====== TEXTE EXTRAIT ======

Hôpital de Bathurst: «Même des médecins nous crient après»
Un nouveau témoignage laisse croire que la culture d’intimidation s’est propagée dans tout l’établissement hospitalier
Des employés de l’Hôpital régional Chaleur de Bathurst persistent et signent. Ils prétendent qu’une culture d’intimidation et de harcèlement s’est installée dans tout l’établissement, et impliquent même des médecins dans leurs allégations.
Depuis une semaine, des membres du personnel du centre hospitalier allèguent qu’ils sont victimes d’abus verbaux et psychologiques de leur supérieur ou de leurs collègues.
La situation semble très critique dans le service de soins prolongés, selon leurs dires, mais ne serait pas propre à cette aile située au quatrième étage ouest.
Une infirmière qui cumule plusieurs décennies de service à l’hôpital de Bathurst réfute la position du président-directeur général du Réseau de santé Vitalité, Gilles Lanteigne, qui indiquait dans nos pages la semaine dernière que tout l’établissement n’était pas gangrené par l’intimidation et le harcèlement.
«Tout n’est peut-être pas rapporté à M. Lanteigne, mais je pourrais vous en raconter des vertes et des pas mûres. L’atmosphère de travail déteint sur les soins donnés aux patients, même si nous ne voulons pas qu’il en soit ainsi. Certains planchers sont tellement centrés sur eux-mêmes qu’il y a bien des fois où nous faisons le travail seul dans un coin sans que personne ne nous parle pendant tout un relais si nous ne sommes pas des réguliers. Quand tu poses des questions, on te répond sarcastiquement ou pas du tout», lance celle qui tient à préserver son identité.
Elle a oeuvré dans plusieurs services et indique que même le personnel médical peut être montré du doigt. Elle affirme avoir dénoncé les situations problématiques, sauf qu’elles sont restées lettre morte selon elle.
«Même des médecins nous crient aussi après. Ça m’est arrivé et à d’autres collègues aussi. J’ai rempli les fameux rapports d’incidents contre des collègues et des médecins, sans aucun suivi. Le formulaire est donné au gestionnaire et les ressources humaines seraient censées faire des rencontres de médiation, mais je n’en ai eu aucune pour régler le problème qui est encore présent à ce jour.»
Le Syndicat canadien de la fonction publique se pose aussi des questions.
«J’en ai entre les mains qui vont être partagées avec la régie. Nous voulons savoir si la plainte a été prise au sérieux, de quelle manière elle a été adressée, si l’employé a été rencontré, si la personne mise en cause a eu l’opportunité de donner sa version des faits. Le malaise est que les employés n’avaient pas de retour de ce qui avait été fait», expose Robert Le Moignan, conseiller syndical.

======

**À PRODUIRE**
D'après l'article, pourquoi le Syndicat canadien de la fonction publique cherche-t-il à savoir comment les plaintes ont été traitées ? Répondez en une à trois phrases.

====== DONNÉES SOURCES ======

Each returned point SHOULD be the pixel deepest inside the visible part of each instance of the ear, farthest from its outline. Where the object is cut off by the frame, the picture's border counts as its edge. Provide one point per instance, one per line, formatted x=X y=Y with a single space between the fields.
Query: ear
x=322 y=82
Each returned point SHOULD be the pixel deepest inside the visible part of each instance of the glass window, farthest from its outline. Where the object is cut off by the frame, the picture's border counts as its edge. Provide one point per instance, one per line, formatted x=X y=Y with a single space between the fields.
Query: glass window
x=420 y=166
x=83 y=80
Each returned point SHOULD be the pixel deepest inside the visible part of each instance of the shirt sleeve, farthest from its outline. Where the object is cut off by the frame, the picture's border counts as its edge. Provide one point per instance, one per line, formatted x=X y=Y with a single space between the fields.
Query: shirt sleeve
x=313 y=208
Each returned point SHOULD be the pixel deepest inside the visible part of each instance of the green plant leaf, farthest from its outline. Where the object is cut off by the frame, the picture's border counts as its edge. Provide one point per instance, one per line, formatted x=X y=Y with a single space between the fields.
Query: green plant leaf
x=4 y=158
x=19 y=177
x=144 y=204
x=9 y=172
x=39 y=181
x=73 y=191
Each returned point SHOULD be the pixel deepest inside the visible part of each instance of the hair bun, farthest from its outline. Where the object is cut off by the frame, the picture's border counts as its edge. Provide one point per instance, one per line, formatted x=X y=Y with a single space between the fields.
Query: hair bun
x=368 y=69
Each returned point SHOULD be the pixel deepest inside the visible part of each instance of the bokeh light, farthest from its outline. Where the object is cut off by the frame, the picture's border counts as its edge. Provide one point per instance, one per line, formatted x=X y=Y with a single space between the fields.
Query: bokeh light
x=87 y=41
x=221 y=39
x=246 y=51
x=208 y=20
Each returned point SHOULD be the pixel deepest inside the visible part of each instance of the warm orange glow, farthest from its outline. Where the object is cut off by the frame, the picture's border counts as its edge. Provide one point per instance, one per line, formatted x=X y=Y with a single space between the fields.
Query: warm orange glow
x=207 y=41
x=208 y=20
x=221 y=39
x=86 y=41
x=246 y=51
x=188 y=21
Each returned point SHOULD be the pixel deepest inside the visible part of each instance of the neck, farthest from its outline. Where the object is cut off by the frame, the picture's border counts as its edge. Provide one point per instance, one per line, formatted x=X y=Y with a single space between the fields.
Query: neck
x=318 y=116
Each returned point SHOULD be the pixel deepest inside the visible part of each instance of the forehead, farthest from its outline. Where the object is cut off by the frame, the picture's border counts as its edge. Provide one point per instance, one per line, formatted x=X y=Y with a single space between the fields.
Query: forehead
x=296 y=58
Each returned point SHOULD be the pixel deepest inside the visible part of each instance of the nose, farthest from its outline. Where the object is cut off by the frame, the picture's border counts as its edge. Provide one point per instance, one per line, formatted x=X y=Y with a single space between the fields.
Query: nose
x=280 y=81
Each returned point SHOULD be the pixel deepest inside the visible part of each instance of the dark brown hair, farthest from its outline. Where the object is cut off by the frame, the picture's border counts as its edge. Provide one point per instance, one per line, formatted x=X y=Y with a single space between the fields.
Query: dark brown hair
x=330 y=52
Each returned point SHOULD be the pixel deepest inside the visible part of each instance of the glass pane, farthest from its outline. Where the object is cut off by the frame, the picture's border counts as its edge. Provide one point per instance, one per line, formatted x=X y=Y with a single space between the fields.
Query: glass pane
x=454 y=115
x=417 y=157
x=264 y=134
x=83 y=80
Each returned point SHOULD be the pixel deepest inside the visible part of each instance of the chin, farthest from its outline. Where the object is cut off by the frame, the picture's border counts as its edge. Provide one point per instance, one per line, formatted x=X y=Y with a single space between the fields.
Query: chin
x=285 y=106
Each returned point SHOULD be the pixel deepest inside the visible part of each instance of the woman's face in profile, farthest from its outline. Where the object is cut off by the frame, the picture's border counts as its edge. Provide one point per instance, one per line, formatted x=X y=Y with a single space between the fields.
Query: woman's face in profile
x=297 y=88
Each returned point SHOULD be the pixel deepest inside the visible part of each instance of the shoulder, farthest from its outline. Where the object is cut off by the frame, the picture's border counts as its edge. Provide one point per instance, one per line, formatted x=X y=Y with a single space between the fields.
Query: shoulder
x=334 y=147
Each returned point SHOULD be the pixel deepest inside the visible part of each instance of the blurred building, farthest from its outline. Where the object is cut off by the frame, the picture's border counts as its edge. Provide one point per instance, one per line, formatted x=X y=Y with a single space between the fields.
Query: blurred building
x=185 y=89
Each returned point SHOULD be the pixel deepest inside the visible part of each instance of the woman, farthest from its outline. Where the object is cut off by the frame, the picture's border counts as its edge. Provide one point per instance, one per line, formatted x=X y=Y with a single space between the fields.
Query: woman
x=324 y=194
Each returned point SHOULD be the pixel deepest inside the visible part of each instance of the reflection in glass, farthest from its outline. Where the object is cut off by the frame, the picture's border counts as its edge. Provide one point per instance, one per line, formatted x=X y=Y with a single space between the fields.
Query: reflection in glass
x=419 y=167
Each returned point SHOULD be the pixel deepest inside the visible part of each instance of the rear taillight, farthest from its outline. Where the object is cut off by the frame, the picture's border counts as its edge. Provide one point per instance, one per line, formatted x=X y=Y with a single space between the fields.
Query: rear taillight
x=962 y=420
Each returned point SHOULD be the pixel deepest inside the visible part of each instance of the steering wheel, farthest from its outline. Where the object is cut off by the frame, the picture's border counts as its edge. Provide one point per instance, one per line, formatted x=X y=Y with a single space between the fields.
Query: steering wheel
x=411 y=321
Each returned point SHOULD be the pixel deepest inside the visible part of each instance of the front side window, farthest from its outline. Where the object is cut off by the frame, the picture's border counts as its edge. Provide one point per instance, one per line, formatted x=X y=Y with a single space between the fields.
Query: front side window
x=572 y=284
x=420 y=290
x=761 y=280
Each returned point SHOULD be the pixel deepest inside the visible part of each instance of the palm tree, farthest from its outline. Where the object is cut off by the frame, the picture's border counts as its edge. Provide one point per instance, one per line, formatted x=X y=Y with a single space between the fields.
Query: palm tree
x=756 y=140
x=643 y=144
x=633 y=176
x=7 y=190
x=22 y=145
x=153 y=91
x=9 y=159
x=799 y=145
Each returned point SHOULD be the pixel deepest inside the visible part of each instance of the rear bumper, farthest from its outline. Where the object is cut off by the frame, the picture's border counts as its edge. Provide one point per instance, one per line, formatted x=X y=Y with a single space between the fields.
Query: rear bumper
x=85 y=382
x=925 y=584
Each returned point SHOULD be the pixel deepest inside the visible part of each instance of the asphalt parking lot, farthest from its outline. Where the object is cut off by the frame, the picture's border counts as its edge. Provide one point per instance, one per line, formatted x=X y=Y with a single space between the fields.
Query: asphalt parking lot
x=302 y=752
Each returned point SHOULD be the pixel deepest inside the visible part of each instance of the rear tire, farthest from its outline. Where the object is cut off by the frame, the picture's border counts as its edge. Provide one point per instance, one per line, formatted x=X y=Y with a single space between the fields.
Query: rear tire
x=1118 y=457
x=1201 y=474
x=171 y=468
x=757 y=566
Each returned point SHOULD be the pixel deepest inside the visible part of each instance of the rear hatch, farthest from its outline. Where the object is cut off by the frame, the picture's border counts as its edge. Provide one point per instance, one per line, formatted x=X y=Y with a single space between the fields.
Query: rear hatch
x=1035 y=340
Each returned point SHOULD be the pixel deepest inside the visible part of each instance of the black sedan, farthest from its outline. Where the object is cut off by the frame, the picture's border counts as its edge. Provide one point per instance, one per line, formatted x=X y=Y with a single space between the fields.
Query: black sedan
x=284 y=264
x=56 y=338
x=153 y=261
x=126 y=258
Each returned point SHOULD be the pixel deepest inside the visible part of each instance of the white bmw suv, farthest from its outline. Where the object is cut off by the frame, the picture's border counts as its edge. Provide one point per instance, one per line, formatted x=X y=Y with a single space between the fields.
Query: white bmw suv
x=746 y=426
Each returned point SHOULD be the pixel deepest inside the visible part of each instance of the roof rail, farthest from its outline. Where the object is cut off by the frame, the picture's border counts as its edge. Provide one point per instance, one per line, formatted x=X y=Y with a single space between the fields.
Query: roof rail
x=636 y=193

======

**RÉPONSE ATTENDUE**
Selon le conseiller syndical Robert Le Moignan, le malaise vient de ce que les employés n'avaient pas de retour sur ce qui avait été fait à la suite de leurs plaintes. Le syndicat veut donc savoir si chaque plainte a été prise au sérieux, comment elle a été traitée, si l'employé a été rencontré et si la personne mise en cause a pu donner sa version des faits.